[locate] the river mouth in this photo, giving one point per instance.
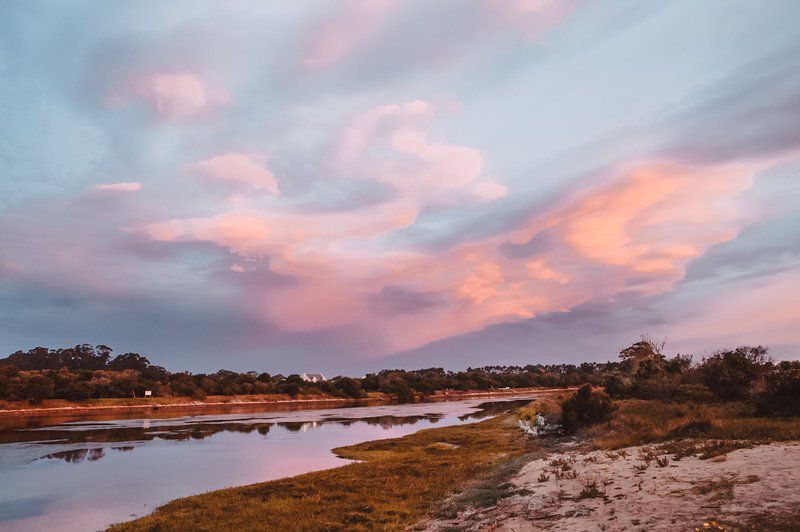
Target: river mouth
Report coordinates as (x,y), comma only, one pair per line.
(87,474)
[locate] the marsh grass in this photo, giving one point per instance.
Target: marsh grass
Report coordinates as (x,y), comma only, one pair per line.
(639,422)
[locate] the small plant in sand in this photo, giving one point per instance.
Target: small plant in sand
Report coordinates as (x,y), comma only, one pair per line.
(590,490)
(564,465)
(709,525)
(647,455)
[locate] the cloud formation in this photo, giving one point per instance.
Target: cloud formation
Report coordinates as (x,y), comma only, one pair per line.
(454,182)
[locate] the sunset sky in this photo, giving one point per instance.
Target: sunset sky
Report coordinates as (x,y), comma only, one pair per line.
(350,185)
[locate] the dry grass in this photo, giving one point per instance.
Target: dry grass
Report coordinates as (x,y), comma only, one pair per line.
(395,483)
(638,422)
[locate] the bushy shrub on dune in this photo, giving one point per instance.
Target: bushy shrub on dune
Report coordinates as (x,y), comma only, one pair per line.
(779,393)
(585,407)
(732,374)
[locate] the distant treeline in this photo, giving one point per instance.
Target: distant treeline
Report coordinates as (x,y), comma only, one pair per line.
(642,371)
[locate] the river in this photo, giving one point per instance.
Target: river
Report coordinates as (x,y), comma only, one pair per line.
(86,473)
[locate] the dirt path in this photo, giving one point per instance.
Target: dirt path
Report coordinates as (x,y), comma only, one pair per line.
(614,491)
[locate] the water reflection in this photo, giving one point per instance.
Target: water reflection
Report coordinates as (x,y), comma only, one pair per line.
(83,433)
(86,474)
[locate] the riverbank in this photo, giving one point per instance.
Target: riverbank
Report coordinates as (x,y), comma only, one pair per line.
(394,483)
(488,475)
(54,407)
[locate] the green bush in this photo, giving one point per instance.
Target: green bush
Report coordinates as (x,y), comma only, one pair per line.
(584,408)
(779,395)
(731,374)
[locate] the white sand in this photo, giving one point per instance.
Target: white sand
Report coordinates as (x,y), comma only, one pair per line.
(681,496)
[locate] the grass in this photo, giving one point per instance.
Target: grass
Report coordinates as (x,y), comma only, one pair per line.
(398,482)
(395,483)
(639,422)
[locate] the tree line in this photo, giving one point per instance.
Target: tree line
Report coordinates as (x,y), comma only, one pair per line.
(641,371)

--

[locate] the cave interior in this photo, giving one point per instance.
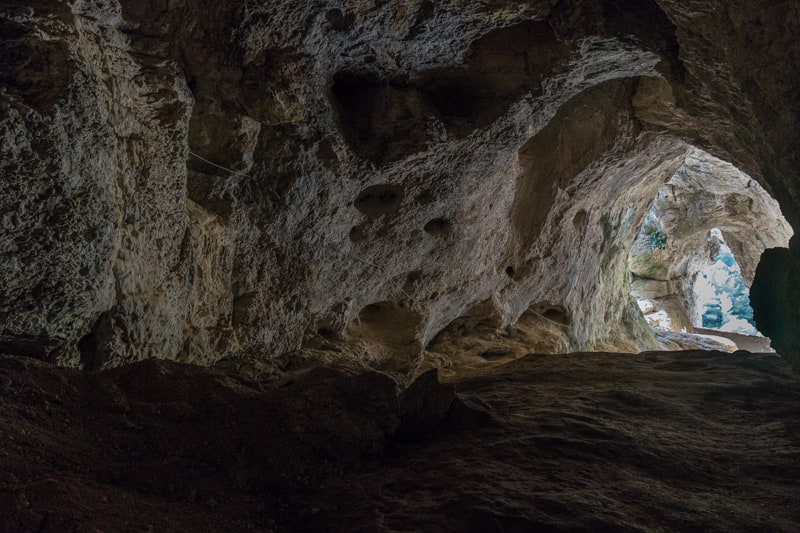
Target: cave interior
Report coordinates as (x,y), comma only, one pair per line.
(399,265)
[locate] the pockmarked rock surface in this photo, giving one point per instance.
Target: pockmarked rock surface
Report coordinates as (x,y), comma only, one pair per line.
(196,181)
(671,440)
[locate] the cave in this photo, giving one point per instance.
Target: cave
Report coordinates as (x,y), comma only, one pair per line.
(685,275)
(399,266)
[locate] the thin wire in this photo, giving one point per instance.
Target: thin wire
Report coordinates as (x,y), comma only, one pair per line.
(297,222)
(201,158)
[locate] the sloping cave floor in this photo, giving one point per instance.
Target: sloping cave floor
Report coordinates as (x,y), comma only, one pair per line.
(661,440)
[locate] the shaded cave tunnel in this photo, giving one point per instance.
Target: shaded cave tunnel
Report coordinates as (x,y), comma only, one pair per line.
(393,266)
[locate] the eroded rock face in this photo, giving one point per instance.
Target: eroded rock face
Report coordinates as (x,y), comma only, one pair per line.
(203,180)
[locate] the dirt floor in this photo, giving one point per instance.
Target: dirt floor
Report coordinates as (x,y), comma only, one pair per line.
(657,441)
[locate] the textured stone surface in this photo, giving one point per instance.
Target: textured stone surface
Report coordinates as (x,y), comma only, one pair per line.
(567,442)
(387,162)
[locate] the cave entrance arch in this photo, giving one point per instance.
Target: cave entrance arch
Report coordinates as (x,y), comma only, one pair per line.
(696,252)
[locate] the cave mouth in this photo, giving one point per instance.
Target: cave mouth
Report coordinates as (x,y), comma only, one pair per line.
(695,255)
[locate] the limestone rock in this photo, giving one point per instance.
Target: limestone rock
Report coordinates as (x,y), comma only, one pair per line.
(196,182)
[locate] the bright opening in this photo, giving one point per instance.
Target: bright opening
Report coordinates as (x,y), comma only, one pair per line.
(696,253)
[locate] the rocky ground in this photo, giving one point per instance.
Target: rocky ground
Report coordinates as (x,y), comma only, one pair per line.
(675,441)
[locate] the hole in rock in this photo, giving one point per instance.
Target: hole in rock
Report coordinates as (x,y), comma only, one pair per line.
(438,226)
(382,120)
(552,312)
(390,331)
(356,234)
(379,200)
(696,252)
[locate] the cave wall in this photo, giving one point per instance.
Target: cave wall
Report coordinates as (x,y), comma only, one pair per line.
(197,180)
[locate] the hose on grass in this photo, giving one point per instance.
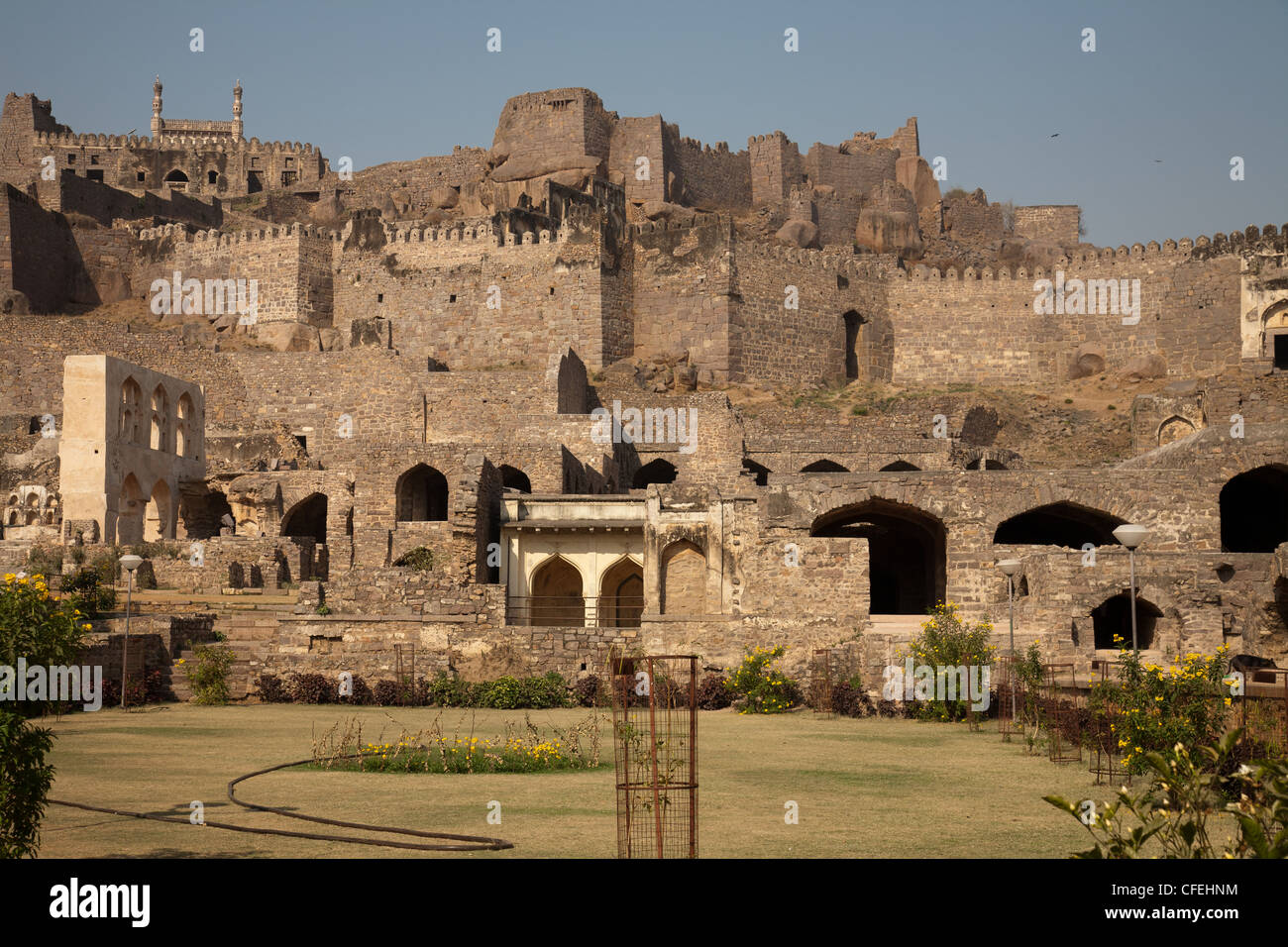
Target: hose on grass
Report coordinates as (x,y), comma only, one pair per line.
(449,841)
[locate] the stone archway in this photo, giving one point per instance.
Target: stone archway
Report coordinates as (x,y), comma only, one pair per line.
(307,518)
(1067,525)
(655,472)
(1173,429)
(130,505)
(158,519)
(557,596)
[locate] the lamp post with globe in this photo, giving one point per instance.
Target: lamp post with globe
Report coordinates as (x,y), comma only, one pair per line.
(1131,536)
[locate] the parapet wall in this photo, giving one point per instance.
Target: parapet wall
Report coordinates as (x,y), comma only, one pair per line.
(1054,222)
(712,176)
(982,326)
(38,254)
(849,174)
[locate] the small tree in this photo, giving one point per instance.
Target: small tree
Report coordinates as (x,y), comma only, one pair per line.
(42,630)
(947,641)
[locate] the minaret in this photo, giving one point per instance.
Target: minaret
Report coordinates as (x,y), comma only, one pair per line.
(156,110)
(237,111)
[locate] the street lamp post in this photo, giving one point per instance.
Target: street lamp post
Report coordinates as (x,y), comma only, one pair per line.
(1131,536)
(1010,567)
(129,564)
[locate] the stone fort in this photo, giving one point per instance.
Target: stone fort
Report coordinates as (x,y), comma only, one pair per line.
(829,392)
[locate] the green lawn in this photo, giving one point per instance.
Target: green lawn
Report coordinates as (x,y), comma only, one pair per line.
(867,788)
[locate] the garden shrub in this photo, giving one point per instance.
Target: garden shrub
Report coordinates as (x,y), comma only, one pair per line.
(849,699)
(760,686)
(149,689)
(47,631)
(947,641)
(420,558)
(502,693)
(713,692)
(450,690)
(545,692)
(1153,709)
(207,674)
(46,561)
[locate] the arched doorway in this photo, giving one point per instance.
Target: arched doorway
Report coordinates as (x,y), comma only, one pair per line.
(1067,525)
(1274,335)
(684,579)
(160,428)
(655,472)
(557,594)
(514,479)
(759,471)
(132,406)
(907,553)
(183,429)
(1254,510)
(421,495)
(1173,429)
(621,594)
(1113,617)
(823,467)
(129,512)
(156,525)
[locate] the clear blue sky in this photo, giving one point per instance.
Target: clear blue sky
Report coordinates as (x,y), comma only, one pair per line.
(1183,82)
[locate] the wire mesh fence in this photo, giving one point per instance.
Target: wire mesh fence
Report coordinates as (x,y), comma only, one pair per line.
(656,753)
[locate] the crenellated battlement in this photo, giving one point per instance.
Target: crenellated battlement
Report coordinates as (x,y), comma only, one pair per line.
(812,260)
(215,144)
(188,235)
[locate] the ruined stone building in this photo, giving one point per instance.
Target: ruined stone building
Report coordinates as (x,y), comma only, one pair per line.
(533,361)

==

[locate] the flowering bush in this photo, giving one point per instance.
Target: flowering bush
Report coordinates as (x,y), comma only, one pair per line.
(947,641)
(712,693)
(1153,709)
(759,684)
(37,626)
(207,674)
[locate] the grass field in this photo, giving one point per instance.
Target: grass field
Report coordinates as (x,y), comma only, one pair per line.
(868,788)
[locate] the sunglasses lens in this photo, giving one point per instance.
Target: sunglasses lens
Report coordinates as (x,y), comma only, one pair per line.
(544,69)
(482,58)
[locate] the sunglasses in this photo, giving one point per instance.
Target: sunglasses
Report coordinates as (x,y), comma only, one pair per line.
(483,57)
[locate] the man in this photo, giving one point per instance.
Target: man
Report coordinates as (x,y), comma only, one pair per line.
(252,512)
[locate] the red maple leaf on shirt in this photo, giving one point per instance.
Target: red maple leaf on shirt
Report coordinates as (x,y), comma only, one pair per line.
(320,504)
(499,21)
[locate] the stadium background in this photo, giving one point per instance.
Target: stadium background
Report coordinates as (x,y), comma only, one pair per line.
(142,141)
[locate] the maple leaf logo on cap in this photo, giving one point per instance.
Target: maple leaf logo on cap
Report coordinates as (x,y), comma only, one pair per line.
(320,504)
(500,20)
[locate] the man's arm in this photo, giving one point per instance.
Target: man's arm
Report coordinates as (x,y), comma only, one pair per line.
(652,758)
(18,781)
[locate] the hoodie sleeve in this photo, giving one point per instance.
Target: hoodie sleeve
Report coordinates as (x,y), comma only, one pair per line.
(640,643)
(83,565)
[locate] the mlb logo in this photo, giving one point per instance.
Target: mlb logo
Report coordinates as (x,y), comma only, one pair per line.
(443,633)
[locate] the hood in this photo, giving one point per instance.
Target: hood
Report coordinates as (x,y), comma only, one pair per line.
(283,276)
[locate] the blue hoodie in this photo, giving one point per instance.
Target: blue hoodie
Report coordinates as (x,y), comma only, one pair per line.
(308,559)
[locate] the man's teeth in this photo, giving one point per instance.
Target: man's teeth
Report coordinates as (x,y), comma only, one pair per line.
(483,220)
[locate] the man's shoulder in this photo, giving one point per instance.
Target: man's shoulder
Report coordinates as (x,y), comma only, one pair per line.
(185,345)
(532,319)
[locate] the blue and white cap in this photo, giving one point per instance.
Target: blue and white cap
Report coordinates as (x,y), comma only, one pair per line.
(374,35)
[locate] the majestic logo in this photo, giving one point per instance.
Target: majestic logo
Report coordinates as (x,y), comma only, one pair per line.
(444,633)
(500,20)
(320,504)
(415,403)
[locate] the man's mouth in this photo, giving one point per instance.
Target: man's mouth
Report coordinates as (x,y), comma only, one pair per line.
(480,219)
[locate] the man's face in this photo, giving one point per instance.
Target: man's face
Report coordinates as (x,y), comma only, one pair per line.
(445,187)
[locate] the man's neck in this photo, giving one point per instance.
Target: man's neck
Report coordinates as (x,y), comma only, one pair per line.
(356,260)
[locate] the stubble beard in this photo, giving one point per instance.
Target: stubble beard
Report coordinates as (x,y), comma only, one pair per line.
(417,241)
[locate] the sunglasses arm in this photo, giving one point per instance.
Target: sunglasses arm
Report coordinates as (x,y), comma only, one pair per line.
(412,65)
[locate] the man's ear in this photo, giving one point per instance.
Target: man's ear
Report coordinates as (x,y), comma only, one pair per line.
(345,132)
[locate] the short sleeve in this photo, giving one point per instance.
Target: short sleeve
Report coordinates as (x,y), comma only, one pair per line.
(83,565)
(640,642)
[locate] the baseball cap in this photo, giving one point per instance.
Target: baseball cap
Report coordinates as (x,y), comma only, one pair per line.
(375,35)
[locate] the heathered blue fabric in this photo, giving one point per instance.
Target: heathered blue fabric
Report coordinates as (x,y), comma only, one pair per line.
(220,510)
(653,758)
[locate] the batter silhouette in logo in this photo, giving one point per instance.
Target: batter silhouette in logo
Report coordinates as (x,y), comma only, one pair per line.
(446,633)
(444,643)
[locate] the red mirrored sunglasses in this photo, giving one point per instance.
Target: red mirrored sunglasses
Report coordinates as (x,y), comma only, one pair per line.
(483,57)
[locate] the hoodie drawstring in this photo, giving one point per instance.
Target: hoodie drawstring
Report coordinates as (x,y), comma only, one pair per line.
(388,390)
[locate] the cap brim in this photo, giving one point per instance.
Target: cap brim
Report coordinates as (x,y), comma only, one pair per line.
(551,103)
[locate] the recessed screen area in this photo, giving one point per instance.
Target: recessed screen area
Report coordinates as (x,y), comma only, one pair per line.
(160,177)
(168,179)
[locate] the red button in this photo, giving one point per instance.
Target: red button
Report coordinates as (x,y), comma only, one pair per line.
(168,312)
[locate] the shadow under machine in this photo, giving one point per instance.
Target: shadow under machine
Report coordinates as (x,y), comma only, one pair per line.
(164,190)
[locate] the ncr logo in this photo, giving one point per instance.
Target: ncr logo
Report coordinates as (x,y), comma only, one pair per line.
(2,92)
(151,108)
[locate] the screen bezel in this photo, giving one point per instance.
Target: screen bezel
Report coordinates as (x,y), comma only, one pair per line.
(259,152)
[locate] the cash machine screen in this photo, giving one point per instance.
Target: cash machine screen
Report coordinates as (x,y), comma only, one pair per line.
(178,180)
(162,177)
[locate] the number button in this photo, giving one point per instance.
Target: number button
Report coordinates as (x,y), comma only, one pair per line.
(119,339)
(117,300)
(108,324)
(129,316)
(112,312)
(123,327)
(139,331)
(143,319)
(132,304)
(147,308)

▸ Task requirements:
Take from the listing above each line containing "brim".

▸ Exercise output:
[locate] the cap brim in this photo, giving one point per instance.
Target: cap brim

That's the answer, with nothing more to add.